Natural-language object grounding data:

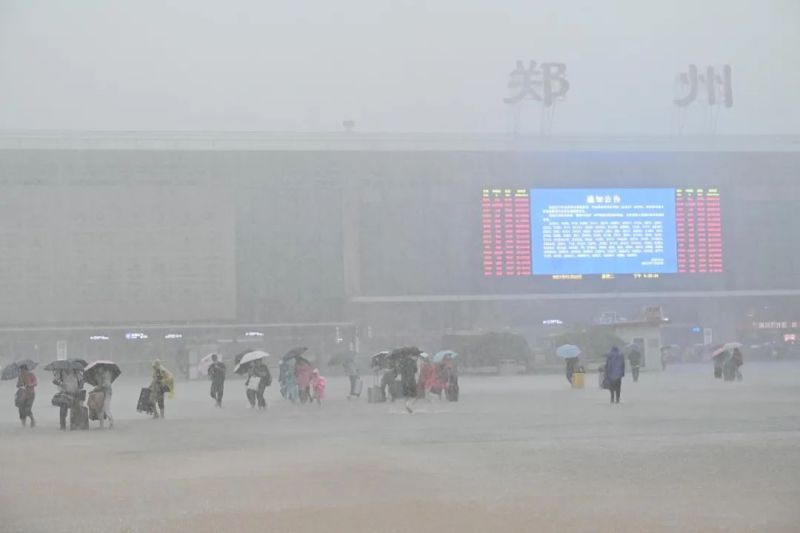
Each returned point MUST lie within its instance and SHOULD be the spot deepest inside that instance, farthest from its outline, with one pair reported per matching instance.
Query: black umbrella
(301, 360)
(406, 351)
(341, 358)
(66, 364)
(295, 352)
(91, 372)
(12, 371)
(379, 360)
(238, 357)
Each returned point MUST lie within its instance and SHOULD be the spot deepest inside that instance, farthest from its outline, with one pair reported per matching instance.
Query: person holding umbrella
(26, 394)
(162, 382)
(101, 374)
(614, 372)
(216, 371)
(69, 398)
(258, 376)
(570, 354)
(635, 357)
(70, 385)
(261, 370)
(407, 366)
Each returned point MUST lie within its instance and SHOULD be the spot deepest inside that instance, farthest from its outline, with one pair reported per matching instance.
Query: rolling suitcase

> _WHAT IS BEING ASKED_
Nothing but the records, copied exactly and stripped of pictures, should be returned.

> _FINISHED EXERCISE_
Each returned point MUST lie within its instance and SHOULD be the spot deepest inside that instance, farthest from its outline, with one pair reported per matching instance.
Query: black umbrella
(301, 360)
(406, 351)
(341, 358)
(66, 364)
(295, 352)
(91, 372)
(12, 371)
(379, 360)
(238, 357)
Each returned point MUST lie within its instance and SHOULD be the spot deepest inside that instance, farthest from its outline, with one pair reported per matching instance.
Query: person holding umbrella
(26, 394)
(162, 382)
(101, 374)
(614, 372)
(216, 371)
(69, 398)
(258, 376)
(570, 354)
(635, 357)
(70, 385)
(261, 370)
(407, 366)
Each returned point MUST lie within its instance and SHOULD be the spot deepest inside that instance, farthest from its outline, with one pair reported per matching instance.
Query: rolling suitcase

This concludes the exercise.